━━━ Trecho do documento ━━━

É importante mencionar que as diferenças da SAF para o tradicional modelo associativo dos clubes ou de uma empresa tradicional, é que ele se mostra mais transparente, com regras claras de governança e com fiscalização pela Comissão de Valores Mobiliários, a CVM, o que deixa o negócio mais interessante para os investidores, por se mostrar mais seguro.

O leitor pode se perguntar se não existe riscos para essa operação? Sim, há riscos e eles decorrem, justamente, desse regramento mais severo, que impõe consequências no caso de não observância dessas medidas, que vai da responsabilização pessoal dos gestores até mesmo falência do clube.

Inobstante, essa situação não vem intimidando os Clubes de Futebol, inclusive, os de Pernambuco.

Vejamos o caso do Santa Cruz Futebol Clube, tradicional clube da capital pernambucana. Buscando a reestruturação e renegociação de seu passivo, bem como a preservação da atividade operacional, o Santa requereu, no início de 2022, a instauração de procedimento de mediação pré-recuperacional, a medida em que buscará a composição com seus credores através dos mecanismos de conciliação e mediação legitimados. Além disso, foi distribuído pedido de tutela cautelar antecedente, com pedido de suspensão das execuções e medidas constritivas e expropriatórias pelo prazo de 60 (sessenta) dias, tempo necessário, em tese, para que as mediações ocorram e sejam concretizadas.

━━━ Material apresentado ━━━

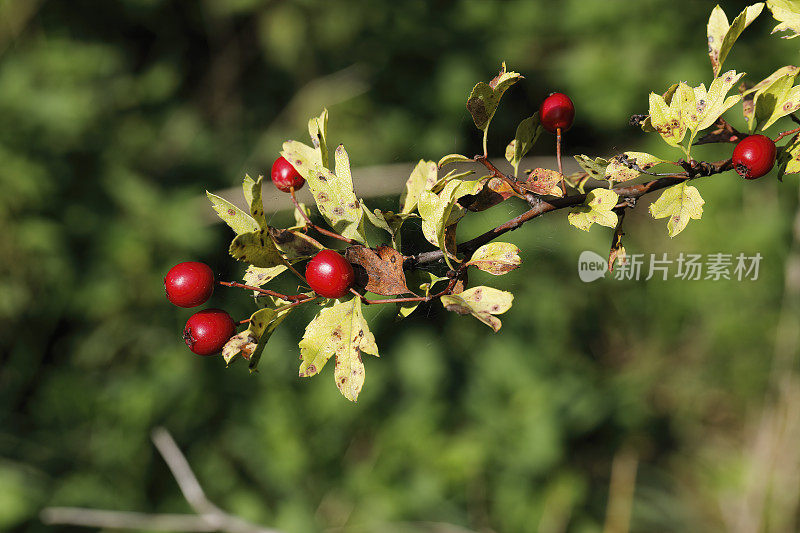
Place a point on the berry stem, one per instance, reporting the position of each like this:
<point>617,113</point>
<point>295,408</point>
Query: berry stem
<point>314,226</point>
<point>786,134</point>
<point>558,158</point>
<point>289,297</point>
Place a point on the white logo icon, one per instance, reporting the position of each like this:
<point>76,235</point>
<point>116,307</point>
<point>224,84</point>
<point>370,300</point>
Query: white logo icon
<point>591,266</point>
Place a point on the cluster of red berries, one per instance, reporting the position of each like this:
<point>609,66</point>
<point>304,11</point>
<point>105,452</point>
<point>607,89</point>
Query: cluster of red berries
<point>191,283</point>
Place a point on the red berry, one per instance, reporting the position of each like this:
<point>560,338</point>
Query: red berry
<point>329,274</point>
<point>207,331</point>
<point>284,176</point>
<point>189,284</point>
<point>557,111</point>
<point>754,156</point>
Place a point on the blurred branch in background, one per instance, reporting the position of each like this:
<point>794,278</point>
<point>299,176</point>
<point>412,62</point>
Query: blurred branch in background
<point>209,516</point>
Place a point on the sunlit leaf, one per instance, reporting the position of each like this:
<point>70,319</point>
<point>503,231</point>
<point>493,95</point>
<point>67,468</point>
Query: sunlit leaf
<point>453,158</point>
<point>333,192</point>
<point>423,177</point>
<point>722,35</point>
<point>318,130</point>
<point>481,302</point>
<point>485,97</point>
<point>680,203</point>
<point>339,331</point>
<point>496,258</point>
<point>238,220</point>
<point>598,209</point>
<point>619,168</point>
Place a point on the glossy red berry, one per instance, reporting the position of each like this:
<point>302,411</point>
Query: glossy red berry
<point>207,331</point>
<point>754,156</point>
<point>557,111</point>
<point>329,274</point>
<point>189,284</point>
<point>284,176</point>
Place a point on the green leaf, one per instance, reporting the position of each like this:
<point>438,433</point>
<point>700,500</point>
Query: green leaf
<point>388,221</point>
<point>438,211</point>
<point>771,95</point>
<point>721,35</point>
<point>333,192</point>
<point>787,12</point>
<point>618,170</point>
<point>596,168</point>
<point>238,220</point>
<point>453,158</point>
<point>496,258</point>
<point>451,176</point>
<point>713,103</point>
<point>258,276</point>
<point>528,132</point>
<point>256,204</point>
<point>247,189</point>
<point>423,177</point>
<point>666,120</point>
<point>250,343</point>
<point>318,130</point>
<point>680,203</point>
<point>339,330</point>
<point>256,248</point>
<point>596,210</point>
<point>485,97</point>
<point>788,160</point>
<point>481,302</point>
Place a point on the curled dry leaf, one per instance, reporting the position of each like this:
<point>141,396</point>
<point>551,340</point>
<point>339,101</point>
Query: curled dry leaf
<point>382,268</point>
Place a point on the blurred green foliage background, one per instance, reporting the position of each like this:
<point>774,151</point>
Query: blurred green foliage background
<point>116,116</point>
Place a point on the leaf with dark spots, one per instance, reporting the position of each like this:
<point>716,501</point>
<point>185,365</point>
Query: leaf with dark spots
<point>492,193</point>
<point>544,181</point>
<point>381,269</point>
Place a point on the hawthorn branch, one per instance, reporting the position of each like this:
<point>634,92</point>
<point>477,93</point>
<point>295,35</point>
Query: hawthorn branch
<point>694,169</point>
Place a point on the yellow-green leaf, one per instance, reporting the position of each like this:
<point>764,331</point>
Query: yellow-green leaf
<point>318,130</point>
<point>423,178</point>
<point>787,12</point>
<point>256,248</point>
<point>598,209</point>
<point>680,203</point>
<point>481,302</point>
<point>528,132</point>
<point>258,276</point>
<point>496,258</point>
<point>333,192</point>
<point>619,168</point>
<point>485,97</point>
<point>339,331</point>
<point>453,158</point>
<point>238,220</point>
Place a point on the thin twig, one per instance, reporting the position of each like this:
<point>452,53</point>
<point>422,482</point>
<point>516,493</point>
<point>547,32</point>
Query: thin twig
<point>558,158</point>
<point>696,170</point>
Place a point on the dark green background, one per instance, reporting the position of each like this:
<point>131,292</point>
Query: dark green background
<point>116,116</point>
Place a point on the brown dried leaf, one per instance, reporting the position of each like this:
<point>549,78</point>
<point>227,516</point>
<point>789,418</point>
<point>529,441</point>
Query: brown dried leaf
<point>381,269</point>
<point>544,181</point>
<point>493,192</point>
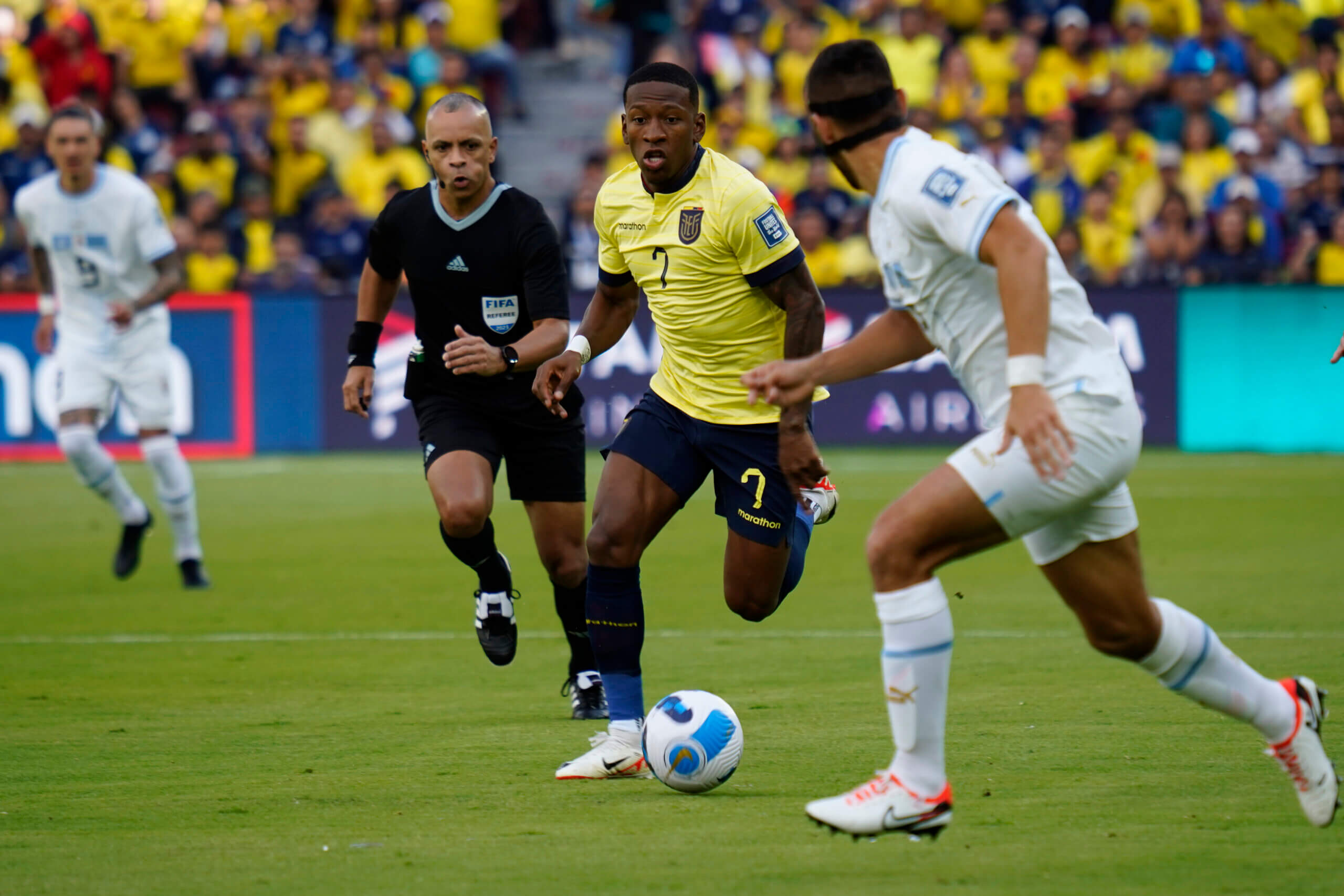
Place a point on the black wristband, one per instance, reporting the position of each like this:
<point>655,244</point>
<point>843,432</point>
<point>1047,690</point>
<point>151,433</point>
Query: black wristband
<point>363,344</point>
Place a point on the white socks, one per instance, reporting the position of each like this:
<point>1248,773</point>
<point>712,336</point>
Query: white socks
<point>176,492</point>
<point>916,664</point>
<point>96,469</point>
<point>1191,660</point>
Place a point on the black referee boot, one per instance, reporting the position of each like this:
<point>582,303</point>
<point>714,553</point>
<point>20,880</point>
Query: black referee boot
<point>495,625</point>
<point>128,553</point>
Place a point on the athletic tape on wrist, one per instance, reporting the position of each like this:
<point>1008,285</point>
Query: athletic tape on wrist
<point>1026,370</point>
<point>581,347</point>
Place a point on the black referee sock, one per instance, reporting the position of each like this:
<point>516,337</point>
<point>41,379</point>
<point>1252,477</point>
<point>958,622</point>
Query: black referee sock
<point>569,606</point>
<point>480,554</point>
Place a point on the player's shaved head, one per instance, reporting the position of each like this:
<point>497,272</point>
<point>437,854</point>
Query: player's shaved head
<point>456,102</point>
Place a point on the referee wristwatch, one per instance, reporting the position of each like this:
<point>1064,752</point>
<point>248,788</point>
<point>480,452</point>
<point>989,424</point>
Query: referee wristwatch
<point>510,356</point>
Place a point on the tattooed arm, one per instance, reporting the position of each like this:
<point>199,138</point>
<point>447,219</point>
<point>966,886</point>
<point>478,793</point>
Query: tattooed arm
<point>805,321</point>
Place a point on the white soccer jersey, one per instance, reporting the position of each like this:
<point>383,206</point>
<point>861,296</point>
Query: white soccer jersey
<point>933,207</point>
<point>101,245</point>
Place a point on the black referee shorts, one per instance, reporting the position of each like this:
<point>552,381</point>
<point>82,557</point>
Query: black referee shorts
<point>545,455</point>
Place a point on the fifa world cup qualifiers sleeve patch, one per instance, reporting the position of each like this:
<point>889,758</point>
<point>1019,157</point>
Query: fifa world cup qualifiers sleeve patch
<point>771,227</point>
<point>944,184</point>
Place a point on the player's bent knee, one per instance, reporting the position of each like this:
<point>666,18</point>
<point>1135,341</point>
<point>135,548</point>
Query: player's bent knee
<point>463,519</point>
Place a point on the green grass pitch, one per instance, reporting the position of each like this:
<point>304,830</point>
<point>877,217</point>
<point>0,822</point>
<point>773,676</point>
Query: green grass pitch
<point>323,721</point>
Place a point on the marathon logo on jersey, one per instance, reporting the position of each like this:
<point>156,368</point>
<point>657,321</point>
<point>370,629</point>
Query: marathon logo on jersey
<point>690,229</point>
<point>500,312</point>
<point>944,186</point>
<point>772,227</point>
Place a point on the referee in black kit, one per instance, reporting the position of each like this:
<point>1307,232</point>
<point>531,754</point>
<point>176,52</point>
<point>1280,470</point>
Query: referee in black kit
<point>491,297</point>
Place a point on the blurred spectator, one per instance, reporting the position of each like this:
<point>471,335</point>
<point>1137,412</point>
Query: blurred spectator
<point>1205,163</point>
<point>298,168</point>
<point>370,171</point>
<point>1107,244</point>
<point>1054,193</point>
<point>1213,46</point>
<point>210,268</point>
<point>1171,241</point>
<point>1139,61</point>
<point>580,241</point>
<point>135,133</point>
<point>823,253</point>
<point>29,159</point>
<point>71,62</point>
<point>1245,147</point>
<point>338,241</point>
<point>307,33</point>
<point>995,148</point>
<point>1232,257</point>
<point>292,272</point>
<point>913,56</point>
<point>252,229</point>
<point>822,196</point>
<point>205,168</point>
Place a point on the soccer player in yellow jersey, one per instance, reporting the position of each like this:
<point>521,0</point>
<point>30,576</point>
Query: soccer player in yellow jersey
<point>729,288</point>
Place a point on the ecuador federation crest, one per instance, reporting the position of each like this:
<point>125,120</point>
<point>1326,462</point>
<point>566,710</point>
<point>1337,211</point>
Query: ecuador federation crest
<point>690,229</point>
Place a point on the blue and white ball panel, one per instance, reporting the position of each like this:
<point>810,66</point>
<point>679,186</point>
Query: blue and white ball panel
<point>692,741</point>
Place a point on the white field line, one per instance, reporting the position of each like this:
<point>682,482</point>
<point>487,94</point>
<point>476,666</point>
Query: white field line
<point>768,635</point>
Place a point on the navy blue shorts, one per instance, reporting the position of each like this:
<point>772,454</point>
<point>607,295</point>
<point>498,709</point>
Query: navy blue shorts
<point>749,488</point>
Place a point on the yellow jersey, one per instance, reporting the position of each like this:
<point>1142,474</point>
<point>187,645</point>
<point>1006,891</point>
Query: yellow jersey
<point>701,254</point>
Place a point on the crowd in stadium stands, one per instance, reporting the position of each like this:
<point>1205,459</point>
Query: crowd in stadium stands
<point>1160,141</point>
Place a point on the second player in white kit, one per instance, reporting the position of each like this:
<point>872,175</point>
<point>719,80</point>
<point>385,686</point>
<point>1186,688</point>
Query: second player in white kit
<point>107,263</point>
<point>970,270</point>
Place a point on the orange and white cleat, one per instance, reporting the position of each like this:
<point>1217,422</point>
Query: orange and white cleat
<point>822,500</point>
<point>615,754</point>
<point>1303,755</point>
<point>884,806</point>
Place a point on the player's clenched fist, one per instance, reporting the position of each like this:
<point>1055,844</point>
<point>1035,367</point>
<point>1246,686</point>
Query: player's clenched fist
<point>1034,418</point>
<point>358,390</point>
<point>554,379</point>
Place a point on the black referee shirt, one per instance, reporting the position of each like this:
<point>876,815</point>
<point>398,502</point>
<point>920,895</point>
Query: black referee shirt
<point>494,273</point>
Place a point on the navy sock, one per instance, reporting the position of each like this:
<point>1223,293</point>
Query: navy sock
<point>616,632</point>
<point>799,541</point>
<point>570,605</point>
<point>480,554</point>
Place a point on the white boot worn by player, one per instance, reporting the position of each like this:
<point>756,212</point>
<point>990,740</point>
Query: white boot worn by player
<point>1303,755</point>
<point>823,500</point>
<point>884,806</point>
<point>615,754</point>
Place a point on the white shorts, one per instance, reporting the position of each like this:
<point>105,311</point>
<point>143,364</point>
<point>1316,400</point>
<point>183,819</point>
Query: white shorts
<point>1090,504</point>
<point>88,376</point>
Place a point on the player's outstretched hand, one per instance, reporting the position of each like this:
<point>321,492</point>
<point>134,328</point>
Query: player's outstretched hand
<point>800,461</point>
<point>554,379</point>
<point>472,355</point>
<point>120,313</point>
<point>44,338</point>
<point>1034,418</point>
<point>781,383</point>
<point>358,390</point>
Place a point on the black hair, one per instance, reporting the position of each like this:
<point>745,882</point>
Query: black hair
<point>664,73</point>
<point>848,70</point>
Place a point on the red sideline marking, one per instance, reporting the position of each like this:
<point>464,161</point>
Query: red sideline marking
<point>245,421</point>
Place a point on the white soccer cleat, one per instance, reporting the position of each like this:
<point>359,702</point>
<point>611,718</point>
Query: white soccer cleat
<point>822,500</point>
<point>1303,754</point>
<point>615,754</point>
<point>884,806</point>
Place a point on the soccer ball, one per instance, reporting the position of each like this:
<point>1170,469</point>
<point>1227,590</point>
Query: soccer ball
<point>692,741</point>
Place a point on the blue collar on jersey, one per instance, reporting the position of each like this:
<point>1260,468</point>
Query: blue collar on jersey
<point>680,181</point>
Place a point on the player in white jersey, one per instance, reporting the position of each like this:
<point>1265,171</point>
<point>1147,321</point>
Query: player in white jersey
<point>105,265</point>
<point>970,270</point>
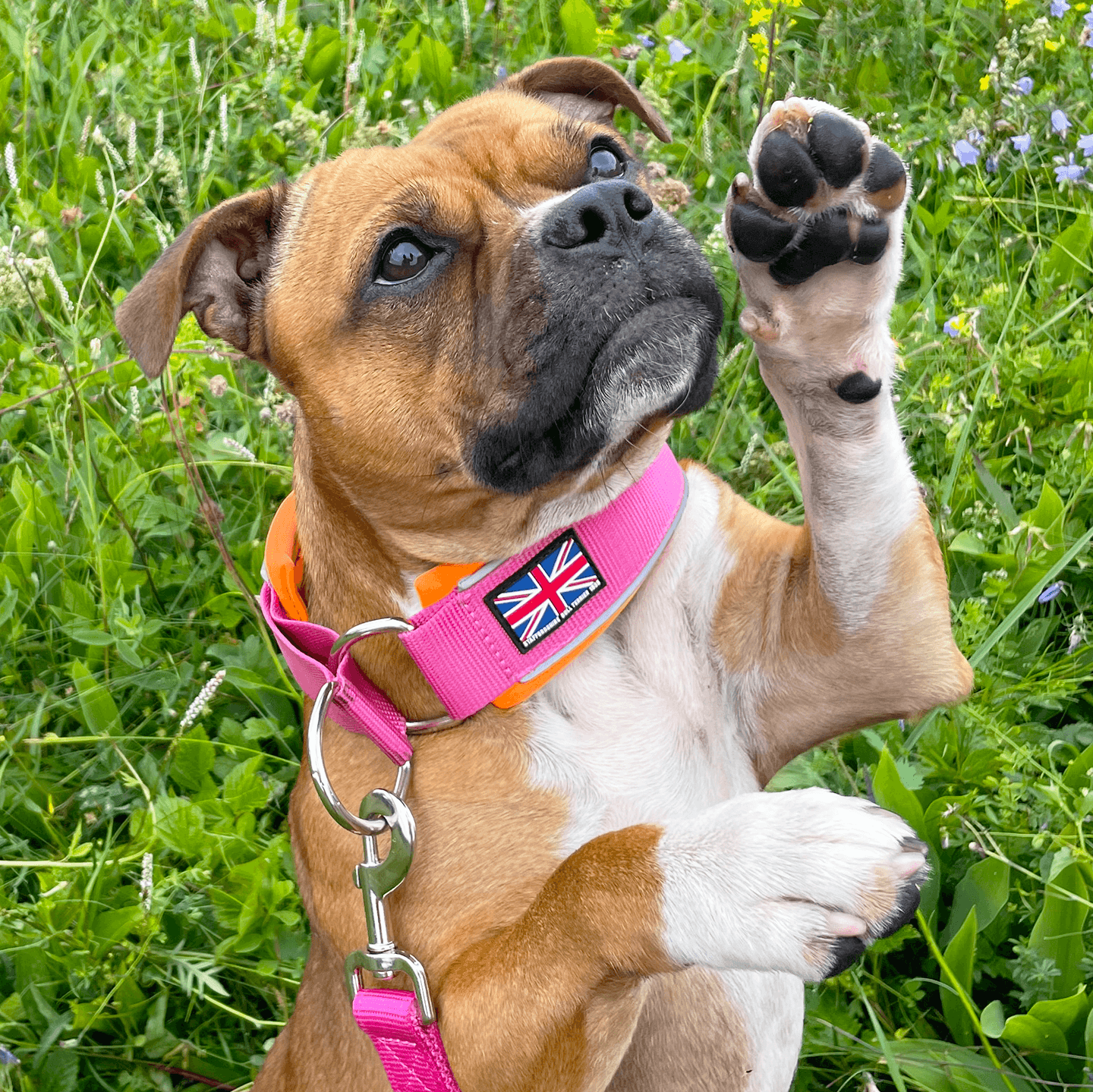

━━━

Tarefa:
Segundo o texto sobre a SAF, qual órgão fiscaliza esse modelo? Os dados não são necessários aqui.

Resposta ao problema:
A Comissão de Valores Mobiliários, a CVM.